→ **Passage given**:
[Begin]

It's true that the individuals who founded our nation were overwhelmingly Christian men and understood their actions to be guided by God. It's true that our founding documents, the Constitution, the Bill of Rights, reflect a value system clearly derived from the scripture. Our Supreme Court building in Washington, DC, the halls of Congress, and many other DC buildings which house significant government functions have scripture verses prominently carved into the stone with which they're erected.

The liberty and freedom we know today has emerged from a Christian worldview. Ideas like equality before the law, women's rights, children's rights, fair labor practices, tolerance, civil rights, all of those have emerged from a Judeo-Christian worldview. We act as if all of the world knows the liberties and freedoms that we do and it simply isn't true. We are unique. The liberties and freedoms and the opportunities we have, have come to us as an inheritance. Not to be rested upon, not to be gobbled up and to stamp our feet like petulant children while we demand the government provide something else for us. They're a heritage to be protected, to guard it, extended to one another, and handed to the generation who follows us.

Did you know that 52 of the 55 signers of the Declaration of Independence were Orthodox, deeply committed Christians? The other three all believed in the Bible as divine truth, the God of scripture and in his personal intervention in history. It's the same Congress that formed the American Bible Society. Immediately after creating the Declaration of Independence, the continental Congress voted to purchase and import 20,000 copies of scripture for the people of this nation. Patrick Henry, who's often called the firebrand of the American Revolution, is still remembered for his words, "Give me liberty or give me death". You ever heard the phrase?

Well, in the current textbooks, the context of those words has been deleted. Here's the rest of what he said, "An appeal to arms and the God of hosts is all that is left to us. But we shall not fight our battle alone, there is a just God that presides over the destinies of nations. The battle, sir, is not to the strong alone. Is life so dear or peace so sweet as to be purchased at the price of chains and slavery? Forbid it, Almighty God. I know not what course others may take, but as for me, give me liberty or give me death". I wonder what would happen if the church in the 21st century recognized that Almighty God had given us an assignment. If we attached a value of significance to it that somewhat reflected the values that our founding generation attached to the assignment they understood God had given to them.

Now, those sentences have been erased from our textbooks long ago. Was Patrick Henry a Christian? Well, the following year in 1776, he wrote this, "It cannot be emphasized too strongly or too often that this great nation was founded not by Religionists, but by Christians, not on religion, but on the gospel of Jesus Christ. For that alone, for that reason alone, people of other faiths have been afforded freedom of worship here". Consider the words of Jefferson that he wrote on the front of his well-worn Bible. He said, "I'm a real Christian. That is to say a disciple of the doctrines of Jesus. I have little doubt that our whole country will soon be rallied to the unity of our creator, and I hope to the pure doctrine of Jesus also".

[End]

→ **Stated goal**:
Quote the passage on the nation's founding from "Well, in the" to "given to them.".

→ **Listed entries**:

[Begin]

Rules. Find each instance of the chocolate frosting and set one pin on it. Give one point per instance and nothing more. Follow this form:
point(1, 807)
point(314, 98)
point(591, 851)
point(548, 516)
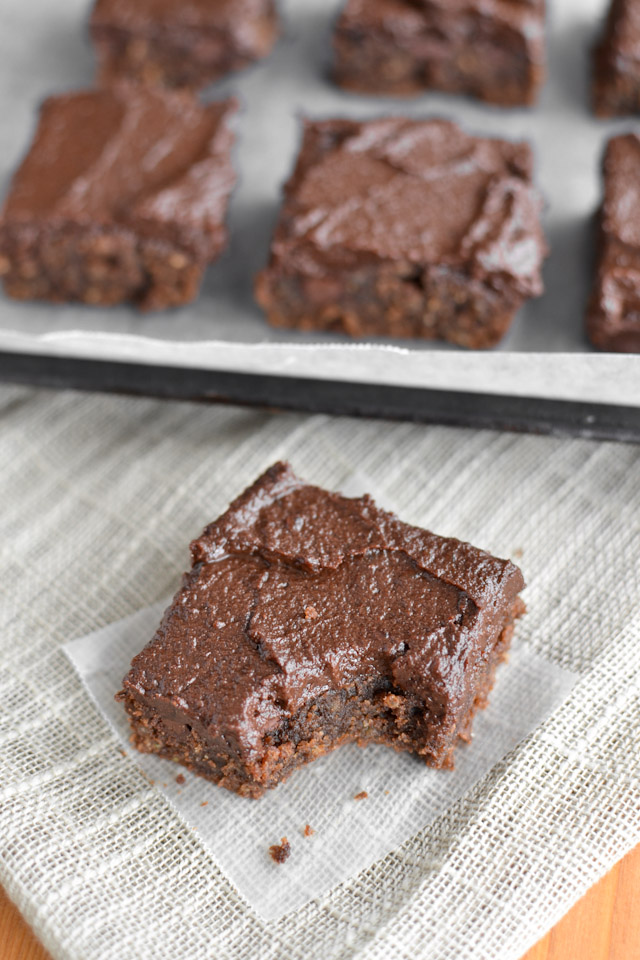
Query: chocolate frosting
point(622, 33)
point(295, 591)
point(449, 18)
point(129, 155)
point(417, 191)
point(138, 15)
point(615, 309)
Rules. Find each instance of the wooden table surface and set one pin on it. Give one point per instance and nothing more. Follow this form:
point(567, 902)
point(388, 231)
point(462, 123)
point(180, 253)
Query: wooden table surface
point(604, 925)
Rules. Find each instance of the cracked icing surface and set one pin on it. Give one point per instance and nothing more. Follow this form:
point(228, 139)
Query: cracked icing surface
point(128, 155)
point(234, 15)
point(417, 191)
point(296, 592)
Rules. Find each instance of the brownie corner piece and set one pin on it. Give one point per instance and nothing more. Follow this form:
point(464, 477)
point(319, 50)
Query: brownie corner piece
point(309, 620)
point(492, 51)
point(179, 44)
point(613, 316)
point(615, 83)
point(405, 228)
point(121, 197)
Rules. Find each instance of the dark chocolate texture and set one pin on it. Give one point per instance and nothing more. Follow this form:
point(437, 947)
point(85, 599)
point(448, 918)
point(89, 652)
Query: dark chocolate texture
point(613, 320)
point(242, 685)
point(616, 62)
point(122, 196)
point(490, 49)
point(405, 228)
point(180, 43)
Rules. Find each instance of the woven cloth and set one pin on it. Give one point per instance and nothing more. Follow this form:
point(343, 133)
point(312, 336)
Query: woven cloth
point(100, 497)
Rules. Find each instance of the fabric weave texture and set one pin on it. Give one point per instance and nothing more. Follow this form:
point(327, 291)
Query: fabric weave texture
point(100, 497)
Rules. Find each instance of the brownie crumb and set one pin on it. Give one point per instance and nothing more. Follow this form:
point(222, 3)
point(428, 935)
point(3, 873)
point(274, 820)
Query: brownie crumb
point(280, 852)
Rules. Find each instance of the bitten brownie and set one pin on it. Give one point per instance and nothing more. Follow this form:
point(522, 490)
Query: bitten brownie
point(180, 43)
point(490, 49)
point(122, 197)
point(309, 620)
point(616, 62)
point(405, 228)
point(613, 320)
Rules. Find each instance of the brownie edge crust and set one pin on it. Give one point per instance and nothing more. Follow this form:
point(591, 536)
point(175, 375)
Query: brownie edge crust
point(309, 620)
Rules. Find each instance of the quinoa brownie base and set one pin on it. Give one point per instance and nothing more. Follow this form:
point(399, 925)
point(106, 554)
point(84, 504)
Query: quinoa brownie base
point(176, 45)
point(404, 228)
point(362, 715)
point(616, 62)
point(121, 198)
point(309, 621)
point(493, 50)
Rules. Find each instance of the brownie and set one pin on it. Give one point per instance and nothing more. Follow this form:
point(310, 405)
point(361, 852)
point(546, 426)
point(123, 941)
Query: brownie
point(613, 320)
point(616, 61)
point(405, 228)
point(178, 43)
point(121, 197)
point(490, 49)
point(309, 620)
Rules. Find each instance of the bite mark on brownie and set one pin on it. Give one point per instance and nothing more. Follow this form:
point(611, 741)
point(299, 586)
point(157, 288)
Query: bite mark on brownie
point(409, 632)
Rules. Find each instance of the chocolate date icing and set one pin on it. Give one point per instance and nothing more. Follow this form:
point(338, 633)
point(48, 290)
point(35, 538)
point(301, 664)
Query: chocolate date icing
point(295, 593)
point(422, 192)
point(614, 312)
point(159, 161)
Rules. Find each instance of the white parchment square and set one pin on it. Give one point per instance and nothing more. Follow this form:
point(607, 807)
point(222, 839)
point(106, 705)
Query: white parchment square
point(403, 796)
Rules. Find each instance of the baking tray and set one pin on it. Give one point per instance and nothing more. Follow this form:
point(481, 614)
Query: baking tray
point(543, 376)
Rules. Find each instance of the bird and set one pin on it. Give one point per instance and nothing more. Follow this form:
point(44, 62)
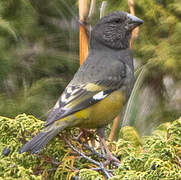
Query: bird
point(100, 87)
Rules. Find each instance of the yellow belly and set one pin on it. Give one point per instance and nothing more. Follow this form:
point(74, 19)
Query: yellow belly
point(99, 114)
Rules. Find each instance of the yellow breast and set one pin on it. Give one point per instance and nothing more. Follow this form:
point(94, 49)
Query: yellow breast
point(101, 113)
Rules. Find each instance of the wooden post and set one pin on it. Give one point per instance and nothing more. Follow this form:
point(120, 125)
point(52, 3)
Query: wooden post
point(83, 39)
point(116, 122)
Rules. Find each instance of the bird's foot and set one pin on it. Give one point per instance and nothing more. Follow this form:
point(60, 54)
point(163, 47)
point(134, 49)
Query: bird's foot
point(85, 134)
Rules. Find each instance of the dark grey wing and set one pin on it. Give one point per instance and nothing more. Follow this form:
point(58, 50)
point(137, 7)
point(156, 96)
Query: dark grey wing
point(90, 91)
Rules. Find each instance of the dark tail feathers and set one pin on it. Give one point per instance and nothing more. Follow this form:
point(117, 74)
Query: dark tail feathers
point(38, 142)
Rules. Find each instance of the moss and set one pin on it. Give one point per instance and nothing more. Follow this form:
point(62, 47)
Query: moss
point(150, 157)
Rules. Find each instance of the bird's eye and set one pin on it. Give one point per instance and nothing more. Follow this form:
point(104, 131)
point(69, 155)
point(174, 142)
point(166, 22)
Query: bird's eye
point(117, 20)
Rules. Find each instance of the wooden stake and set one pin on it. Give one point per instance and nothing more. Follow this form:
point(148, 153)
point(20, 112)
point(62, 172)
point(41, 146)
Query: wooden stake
point(83, 39)
point(116, 122)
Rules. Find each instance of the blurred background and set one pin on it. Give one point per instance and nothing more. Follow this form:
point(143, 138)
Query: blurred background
point(39, 54)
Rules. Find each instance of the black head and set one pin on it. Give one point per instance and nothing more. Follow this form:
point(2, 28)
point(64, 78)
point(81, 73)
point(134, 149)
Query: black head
point(114, 30)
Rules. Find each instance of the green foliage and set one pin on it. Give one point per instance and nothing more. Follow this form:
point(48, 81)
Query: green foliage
point(39, 54)
point(149, 157)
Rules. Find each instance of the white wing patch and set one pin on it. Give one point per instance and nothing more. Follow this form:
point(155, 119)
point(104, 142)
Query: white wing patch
point(99, 96)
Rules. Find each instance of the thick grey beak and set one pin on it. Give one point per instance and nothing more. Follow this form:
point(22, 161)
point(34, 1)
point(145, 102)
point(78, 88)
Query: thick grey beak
point(135, 20)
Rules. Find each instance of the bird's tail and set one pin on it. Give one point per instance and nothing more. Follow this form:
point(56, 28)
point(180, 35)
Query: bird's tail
point(40, 140)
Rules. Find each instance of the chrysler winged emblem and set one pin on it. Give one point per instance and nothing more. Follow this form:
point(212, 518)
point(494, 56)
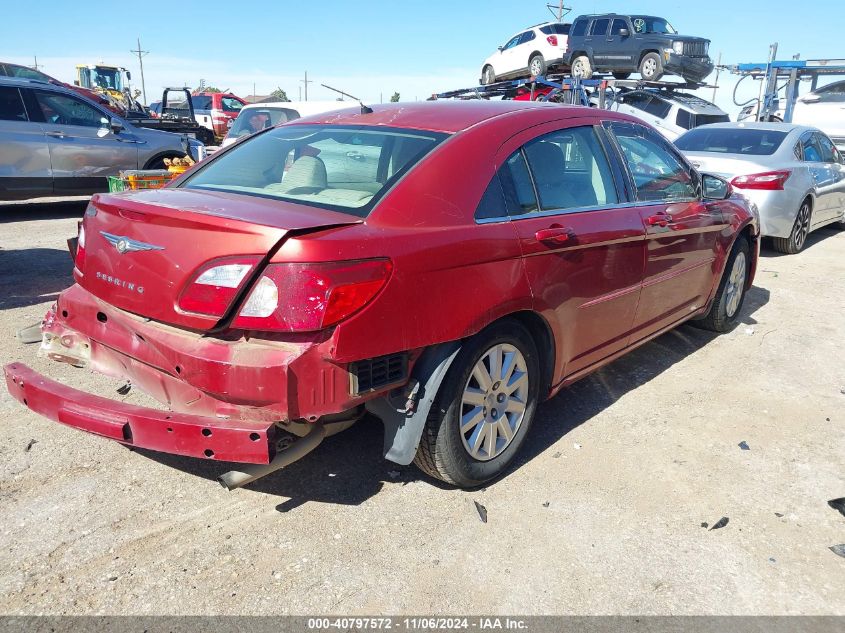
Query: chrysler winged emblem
point(125, 244)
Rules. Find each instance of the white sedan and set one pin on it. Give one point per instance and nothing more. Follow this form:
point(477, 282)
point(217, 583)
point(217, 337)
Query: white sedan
point(793, 173)
point(528, 53)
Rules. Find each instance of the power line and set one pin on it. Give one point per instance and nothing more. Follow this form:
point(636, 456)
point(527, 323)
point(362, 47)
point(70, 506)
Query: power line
point(141, 55)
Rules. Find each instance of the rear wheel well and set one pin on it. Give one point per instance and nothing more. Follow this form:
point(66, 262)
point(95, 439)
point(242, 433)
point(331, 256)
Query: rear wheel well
point(542, 335)
point(158, 158)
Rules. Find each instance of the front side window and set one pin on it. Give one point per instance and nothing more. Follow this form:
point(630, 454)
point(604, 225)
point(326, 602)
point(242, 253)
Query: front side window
point(658, 174)
point(61, 109)
point(11, 105)
point(342, 168)
point(231, 105)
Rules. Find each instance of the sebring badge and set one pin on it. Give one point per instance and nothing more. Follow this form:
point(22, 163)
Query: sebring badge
point(125, 244)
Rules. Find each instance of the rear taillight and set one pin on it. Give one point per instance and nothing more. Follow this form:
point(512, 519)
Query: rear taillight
point(309, 297)
point(767, 180)
point(216, 284)
point(79, 261)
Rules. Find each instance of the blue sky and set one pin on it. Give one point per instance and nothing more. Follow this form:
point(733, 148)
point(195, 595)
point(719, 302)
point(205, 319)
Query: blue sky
point(370, 48)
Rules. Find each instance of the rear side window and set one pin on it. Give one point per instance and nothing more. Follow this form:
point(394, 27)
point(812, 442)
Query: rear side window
point(600, 27)
point(492, 203)
point(517, 185)
point(658, 174)
point(570, 170)
point(11, 105)
point(334, 167)
point(579, 28)
point(617, 26)
point(555, 29)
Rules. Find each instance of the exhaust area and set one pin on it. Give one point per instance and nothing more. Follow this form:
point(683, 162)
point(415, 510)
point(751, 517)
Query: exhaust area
point(250, 472)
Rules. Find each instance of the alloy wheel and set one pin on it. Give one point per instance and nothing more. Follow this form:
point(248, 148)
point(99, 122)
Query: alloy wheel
point(802, 226)
point(493, 402)
point(736, 285)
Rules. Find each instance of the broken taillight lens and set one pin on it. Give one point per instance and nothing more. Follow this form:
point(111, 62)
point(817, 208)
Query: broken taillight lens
point(298, 297)
point(767, 181)
point(216, 284)
point(79, 261)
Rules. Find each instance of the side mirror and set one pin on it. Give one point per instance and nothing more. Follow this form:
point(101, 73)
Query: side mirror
point(715, 187)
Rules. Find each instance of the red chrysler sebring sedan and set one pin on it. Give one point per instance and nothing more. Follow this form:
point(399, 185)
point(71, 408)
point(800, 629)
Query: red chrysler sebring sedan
point(445, 266)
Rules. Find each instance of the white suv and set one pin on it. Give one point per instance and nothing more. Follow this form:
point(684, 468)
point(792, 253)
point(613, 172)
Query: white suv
point(528, 53)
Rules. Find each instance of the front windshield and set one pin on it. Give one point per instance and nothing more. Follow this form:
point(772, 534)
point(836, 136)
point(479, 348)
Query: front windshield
point(335, 167)
point(254, 120)
point(649, 24)
point(106, 78)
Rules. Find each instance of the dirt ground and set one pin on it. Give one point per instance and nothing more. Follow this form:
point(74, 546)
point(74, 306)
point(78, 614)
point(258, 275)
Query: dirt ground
point(603, 513)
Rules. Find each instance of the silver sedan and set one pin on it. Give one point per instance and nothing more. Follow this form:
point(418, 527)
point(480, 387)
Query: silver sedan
point(793, 173)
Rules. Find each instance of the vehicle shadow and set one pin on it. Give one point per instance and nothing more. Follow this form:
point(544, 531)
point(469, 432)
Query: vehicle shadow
point(813, 238)
point(33, 275)
point(348, 468)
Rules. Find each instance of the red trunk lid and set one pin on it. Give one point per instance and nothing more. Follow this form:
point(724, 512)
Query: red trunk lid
point(143, 248)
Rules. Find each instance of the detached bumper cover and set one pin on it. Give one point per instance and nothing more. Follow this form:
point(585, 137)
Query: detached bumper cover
point(169, 432)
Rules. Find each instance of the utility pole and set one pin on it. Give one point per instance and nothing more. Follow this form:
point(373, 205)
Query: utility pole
point(716, 83)
point(140, 55)
point(306, 82)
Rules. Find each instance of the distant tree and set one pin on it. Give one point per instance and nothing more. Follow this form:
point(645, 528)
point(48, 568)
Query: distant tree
point(279, 95)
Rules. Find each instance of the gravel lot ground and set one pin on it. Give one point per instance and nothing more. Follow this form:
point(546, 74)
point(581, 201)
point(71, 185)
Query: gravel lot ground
point(602, 515)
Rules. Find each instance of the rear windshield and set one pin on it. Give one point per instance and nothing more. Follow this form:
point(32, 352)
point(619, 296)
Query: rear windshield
point(555, 29)
point(731, 141)
point(335, 167)
point(256, 119)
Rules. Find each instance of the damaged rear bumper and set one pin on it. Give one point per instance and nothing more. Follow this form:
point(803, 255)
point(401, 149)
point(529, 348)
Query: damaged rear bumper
point(178, 433)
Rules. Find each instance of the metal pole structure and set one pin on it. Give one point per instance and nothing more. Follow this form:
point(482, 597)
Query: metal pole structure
point(306, 81)
point(718, 71)
point(140, 55)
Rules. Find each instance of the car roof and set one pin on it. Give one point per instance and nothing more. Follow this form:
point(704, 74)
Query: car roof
point(781, 127)
point(438, 116)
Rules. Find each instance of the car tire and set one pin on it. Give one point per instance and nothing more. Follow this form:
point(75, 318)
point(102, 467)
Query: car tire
point(463, 457)
point(651, 67)
point(727, 304)
point(800, 230)
point(537, 66)
point(581, 67)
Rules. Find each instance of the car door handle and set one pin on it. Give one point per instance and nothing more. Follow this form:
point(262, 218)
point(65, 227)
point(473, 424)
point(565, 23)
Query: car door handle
point(555, 234)
point(659, 219)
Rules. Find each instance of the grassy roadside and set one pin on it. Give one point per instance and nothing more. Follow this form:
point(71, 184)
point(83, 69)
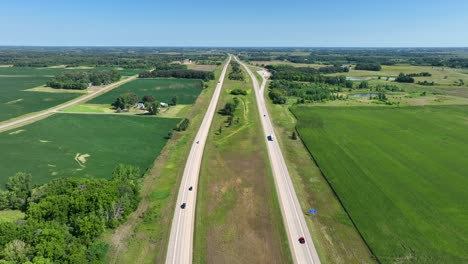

[End]

→ **Written solution**:
Well, in the current textbooks, the context of those words has been deleted. Here's the rest of what he said, "An appeal to arms and the God of hosts is all that is left to us. But we shall not fight our battle alone, there is a just God that presides over the destinies of nations. The battle, sir, is not to the strong alone. Is life so dear or peace so sweet as to be purchased at the price of chains and slavery? Forbid it, Almighty God. I know not what course others may take, but as for me, give me liberty or give me death". I wonder what would happen if the church in the 21st century recognized that Almighty God had given us an assignment. If we attached a value of significance to it that somewhat reflected the values that our founding generation attached to the assignment they understood God had given to them.